• WHAT TO WORK ON: Summarize the review page below in three sentences.

[Begin PASSAGE GIVEN]

History, Animals, and Zombies | Reference

This month’s reference titles offer a detailed look at U.S. history that’s ideal for young readers, two animal-related guides, and, for readers who can’t get enough of all things undead, Encyclopedia of the Zombie.


de la Bédoyère, Camilla & Philip Whitfield, eds. Firefly Encyclopedia of Animals: A Comprehensive Look at the World of Animals with Hundred of Superb Illustrations. 256p. glossary. illus. index. Firefly. 2014. pap. $19.95. ISBN 9781770854574.

Gr 5 Up –This guide attempts the Herculean task of fitting the entire animal kingdom into a single volume, with limited success. Though it’s certainly chock-full of mammals, birds, reptiles, amphibians, fish, insects, and other creatures, there are glaring omissions that seem puzzling for a work that calls itself “a comprehensive look at the animal kingdom.” For instance, while there’s a section on “Horses and Tapirs,” which covers Przewalski’s horse, the ancestor of the modern horse, the domestic horse isn’t mentioned. Further, the organization is also problematic, with entries grouped by variables, such as distinguishing features (“Hoofed Mammals”) or poetic whimsy (“Birds of the Trees and Masters of the Air”). Those familiar with taxonomy might find the organization self-evident, but casual researchers will not. Readers seeking material on a specific animal need to consult the index, which at times presents further problems: a search for parakeet turns up a photograph of two unidentified birds (presumably parakeets). Each animal gets a brief entry, which mentions its size, geographic range, and habitat, and there are scattered entries discussing aspects of animal behavior. However, the work lacks a chapter explaining its methodology and intended audience, which is unclear. Featuring attractive illustrations and a magazinelike layout, it seems aimed at browsers, but the information is more appropriate for report writers. VERDICT Though aesthetically pleasing, this overly ambitious title attempts to do too much.–Kara Schaff Dean, Walpole P.L., MA

King, David C. Children’s Encyclopedia of American History. 320p. appendix. chron. illus. index. maps. photos. reprods. DK. 2014. Tr $29.99. ISBN 9781465428431.

[End PASSAGE GIVEN]
[Begin ENTRIES SUPPLIED]

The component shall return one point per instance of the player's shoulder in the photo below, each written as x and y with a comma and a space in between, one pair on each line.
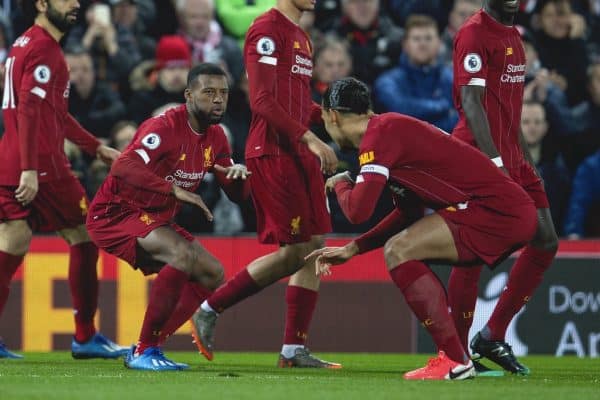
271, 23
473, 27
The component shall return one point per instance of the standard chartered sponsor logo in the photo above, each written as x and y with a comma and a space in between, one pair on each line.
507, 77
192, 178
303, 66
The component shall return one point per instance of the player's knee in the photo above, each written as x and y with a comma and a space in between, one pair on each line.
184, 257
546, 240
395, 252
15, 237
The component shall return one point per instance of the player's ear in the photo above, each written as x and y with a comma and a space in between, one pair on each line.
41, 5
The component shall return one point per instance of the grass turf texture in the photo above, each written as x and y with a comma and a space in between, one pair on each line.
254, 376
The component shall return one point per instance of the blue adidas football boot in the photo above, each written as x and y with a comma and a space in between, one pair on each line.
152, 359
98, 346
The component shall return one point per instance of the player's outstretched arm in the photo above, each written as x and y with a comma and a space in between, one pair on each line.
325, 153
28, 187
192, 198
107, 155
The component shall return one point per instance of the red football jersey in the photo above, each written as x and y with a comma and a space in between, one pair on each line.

[End ENTRIES SUPPLIED]

• SOLVED EXERCISE: This month's reference titles cover U.S. history for young readers, two animal-related guides, and Encyclopedia of the Zombie for readers drawn to the undead. A review of the Firefly Encyclopedia of Animals, aimed at grade 5 and up, finds it attractive but overly ambitious, citing glaring omissions such as the domestic horse, an organization that casual researchers will find confusing, an index that sometimes causes further problems, and no chapter explaining its methodology or intended audience. The page also gives publication details for David C. King's Children's Encyclopedia of American History, published by DK in 2014.